THE EXERCISE:
Reproduce all of the material below, substituting "rectangle" for every occurrence of "bounding box" and leaving everything else unchanged. Omit the pictures.

SUPPLIED MATERIAL:
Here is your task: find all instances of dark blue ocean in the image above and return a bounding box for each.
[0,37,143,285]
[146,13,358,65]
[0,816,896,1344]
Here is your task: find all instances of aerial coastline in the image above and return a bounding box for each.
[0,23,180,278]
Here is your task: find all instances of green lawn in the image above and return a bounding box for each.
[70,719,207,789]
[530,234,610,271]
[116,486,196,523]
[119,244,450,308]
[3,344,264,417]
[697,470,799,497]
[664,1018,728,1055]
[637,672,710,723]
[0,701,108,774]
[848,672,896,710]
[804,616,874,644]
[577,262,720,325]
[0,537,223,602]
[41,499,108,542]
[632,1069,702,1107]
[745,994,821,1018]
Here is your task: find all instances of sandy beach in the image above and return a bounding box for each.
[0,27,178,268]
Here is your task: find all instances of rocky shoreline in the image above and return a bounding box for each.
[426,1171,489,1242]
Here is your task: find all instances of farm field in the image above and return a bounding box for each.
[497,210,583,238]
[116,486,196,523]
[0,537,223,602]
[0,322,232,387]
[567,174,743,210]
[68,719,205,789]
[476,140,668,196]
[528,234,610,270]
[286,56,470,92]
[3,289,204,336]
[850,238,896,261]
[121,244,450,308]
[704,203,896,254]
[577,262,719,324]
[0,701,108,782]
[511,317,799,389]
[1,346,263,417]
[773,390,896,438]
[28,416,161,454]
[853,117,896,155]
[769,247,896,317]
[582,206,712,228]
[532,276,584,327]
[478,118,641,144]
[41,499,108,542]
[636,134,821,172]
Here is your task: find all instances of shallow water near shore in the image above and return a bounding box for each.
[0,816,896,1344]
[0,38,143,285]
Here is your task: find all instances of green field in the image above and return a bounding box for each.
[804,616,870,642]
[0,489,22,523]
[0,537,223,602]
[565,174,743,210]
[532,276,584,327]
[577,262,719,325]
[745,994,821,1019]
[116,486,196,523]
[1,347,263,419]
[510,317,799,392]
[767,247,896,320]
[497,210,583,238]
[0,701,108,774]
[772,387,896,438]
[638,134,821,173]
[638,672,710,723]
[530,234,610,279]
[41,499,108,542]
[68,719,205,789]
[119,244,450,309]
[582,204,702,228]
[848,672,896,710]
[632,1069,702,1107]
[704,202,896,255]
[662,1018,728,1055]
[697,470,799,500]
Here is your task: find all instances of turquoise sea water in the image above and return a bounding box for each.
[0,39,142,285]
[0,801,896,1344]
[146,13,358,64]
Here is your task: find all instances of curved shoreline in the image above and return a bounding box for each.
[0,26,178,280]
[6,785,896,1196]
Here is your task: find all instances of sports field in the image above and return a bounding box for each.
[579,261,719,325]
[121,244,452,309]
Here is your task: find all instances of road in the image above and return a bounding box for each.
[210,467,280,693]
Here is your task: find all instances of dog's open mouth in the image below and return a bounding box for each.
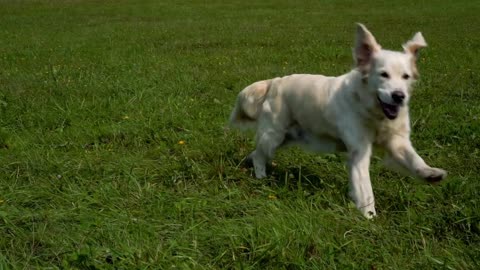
[377,97,400,120]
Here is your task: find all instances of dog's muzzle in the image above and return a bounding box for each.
[377,97,400,120]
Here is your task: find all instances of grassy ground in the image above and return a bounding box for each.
[0,0,480,269]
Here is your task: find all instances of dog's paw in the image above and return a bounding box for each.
[358,204,377,219]
[419,168,447,184]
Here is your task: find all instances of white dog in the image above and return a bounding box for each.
[230,24,446,218]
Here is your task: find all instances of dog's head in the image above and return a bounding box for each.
[354,24,427,120]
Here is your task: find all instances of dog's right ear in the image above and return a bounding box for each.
[354,23,382,74]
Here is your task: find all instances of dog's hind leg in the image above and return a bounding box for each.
[249,99,289,178]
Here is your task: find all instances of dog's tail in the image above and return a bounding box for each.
[230,80,272,129]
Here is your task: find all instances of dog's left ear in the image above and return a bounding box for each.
[403,32,427,60]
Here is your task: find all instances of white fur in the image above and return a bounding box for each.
[230,24,446,218]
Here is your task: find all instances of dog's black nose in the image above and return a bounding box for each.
[392,90,405,104]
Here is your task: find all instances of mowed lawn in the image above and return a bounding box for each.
[0,0,480,269]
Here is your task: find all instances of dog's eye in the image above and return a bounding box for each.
[380,71,390,79]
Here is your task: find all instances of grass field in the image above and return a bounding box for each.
[0,0,480,269]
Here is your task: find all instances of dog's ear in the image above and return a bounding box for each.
[403,32,427,80]
[354,23,382,74]
[403,32,427,60]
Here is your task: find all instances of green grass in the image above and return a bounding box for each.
[0,0,480,269]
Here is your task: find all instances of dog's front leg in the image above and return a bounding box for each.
[386,135,447,183]
[348,142,376,218]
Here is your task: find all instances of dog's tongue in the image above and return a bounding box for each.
[382,102,399,120]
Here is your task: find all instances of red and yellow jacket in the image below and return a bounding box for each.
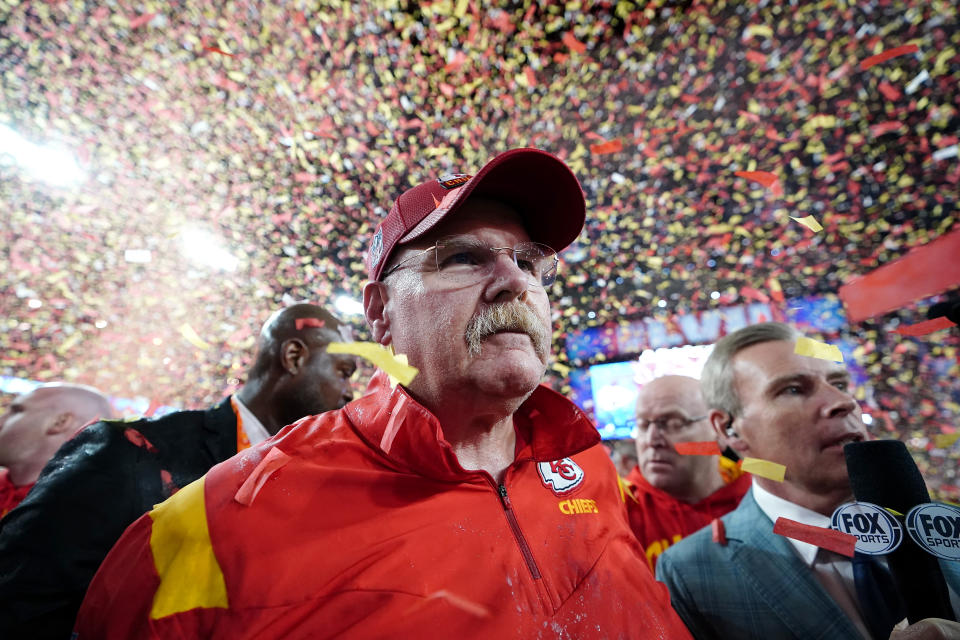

ANSWER FOR THIS EXERCISE:
Here is your task: find all instances of dark blue ocean in the image above and return a rectangle for each.
[0,37,143,285]
[146,13,358,65]
[0,816,896,1344]
Here is your task: find all instances of aerial coastline in the image above and return a rectangle for each.
[0,23,180,278]
Here is your task: find all instances of green lawn in the image above and return a rectangle for each.
[70,719,207,789]
[530,234,610,271]
[116,486,196,523]
[119,244,450,308]
[3,344,264,417]
[697,470,799,497]
[664,1018,728,1055]
[637,672,710,723]
[0,701,108,774]
[848,672,896,710]
[804,616,874,644]
[577,262,720,325]
[0,537,223,602]
[41,499,108,542]
[632,1069,702,1107]
[745,994,821,1018]
Here is your task: find all instances of sandy beach in the image above and return a rectangle for each.
[0,27,178,268]
Here is your task: find all instances of rocky shoreline in the image above and return a rectangle for each.
[426,1171,489,1242]
Here is your task: find all instances of farm field in the image above and return a rectangle for each.
[497,210,583,238]
[116,486,196,523]
[0,537,223,602]
[0,322,232,387]
[567,174,743,210]
[68,719,205,789]
[476,140,668,196]
[528,234,610,270]
[286,56,470,92]
[3,289,204,336]
[850,238,896,261]
[121,244,450,308]
[704,203,896,254]
[577,262,719,324]
[0,701,108,782]
[511,317,799,389]
[1,346,263,417]
[773,390,896,438]
[28,416,161,454]
[853,117,896,155]
[769,247,896,317]
[582,206,712,228]
[532,276,584,327]
[478,118,641,144]
[41,499,108,542]
[636,134,821,172]
Here is your task: find all instances of shallow water near shore in the image above and return a rectangle for each.
[0,816,896,1344]
[0,38,143,285]
Here is your task: find all instances of green field in the image above and return a rectangle for each.
[804,616,870,642]
[0,489,22,523]
[0,537,223,602]
[565,174,743,210]
[532,276,584,327]
[577,262,719,325]
[745,994,821,1019]
[116,486,196,523]
[1,347,263,419]
[510,317,799,392]
[767,247,896,320]
[497,210,583,238]
[0,701,108,774]
[772,387,896,438]
[638,134,821,173]
[638,672,710,723]
[530,234,610,279]
[41,499,108,542]
[68,719,205,789]
[119,244,450,309]
[582,204,702,228]
[848,672,896,710]
[632,1069,702,1107]
[704,202,896,255]
[662,1018,728,1055]
[697,470,799,500]
Here is your task: find all instances of turquoise sea water in the image above and return a rectangle for each.
[0,39,142,285]
[0,801,896,1344]
[146,13,358,64]
Here is your task: find all instances of curved shoreline in the image above and return a rectangle for each.
[0,26,178,280]
[6,785,896,1196]
Here is your task: find all instances of sports field in the image above and return a rectangle for each.
[579,261,719,325]
[121,244,452,309]
Here is your task: find all instances of road in the image above and return a rectangle for each.
[210,467,280,693]
Here is your task: find all instances of dog's open mouth in the image below and return a rectangle for each.
[377,97,400,120]
Here is your task: find all instances of dog's muzzle in the image above and return a rectangle for each.
[377,97,400,120]
Here is your task: find all instances of grassy ground in the image above and return a rectangle for each.
[0,0,480,269]
Here is your task: find all instances of dog's paw in the image above and return a rectangle for each.
[358,204,377,219]
[419,168,447,184]
Here is your task: find all instances of white dog in the image above and return a rectangle for each.
[230,24,446,218]
Here is your task: find all instances of dog's head in the image above and return a rectangle for each.
[354,24,427,120]
Here is your task: find all instances of dog's right ear in the image above and return a rectangle for each.
[354,23,382,74]
Here is your task: find all instances of dog's hind leg in the image above and return a rectangle for each.
[249,99,289,178]
Here is your task: find all instances of dog's tail in the image above and return a rectangle for each.
[230,80,272,129]
Here is your task: find all instances of dog's left ear in the image above and return a rectangle for each.
[403,32,427,60]
Here is your task: find all instances of white fur in the image above and return a rectangle for each.
[230,24,446,218]
Here is your task: find all instances of dog's black nose in the image above and return a rectangle for each.
[392,90,405,104]
Here is your task: find all instances of mowed lawn in the image above and return a rectangle for each.
[0,0,480,269]
Here is your task: find all instances of dog's eye in the image above and return a rectangle for each.
[380,71,390,79]
Here is your task: find all instances of grass field in the image above and return a rectangle for each.
[0,0,480,269]
Here is your task: find all instances of dog's ear in the image above and return a rectangle for each.
[403,32,427,80]
[354,23,382,74]
[403,32,427,60]
Here is your task: find all instances of green grass in the image above and return a rectangle for each.
[0,0,480,269]
Here is your task: find all instances of dog's front leg in the image above and return a rectangle for each.
[386,135,447,183]
[348,142,376,218]
Here is your task: find all instances of dog's tongue in the image above and return a rectangle for each.
[382,102,399,120]
Here is your task: find all instances of red and yellow jacket in the image below and return a rectangle for each.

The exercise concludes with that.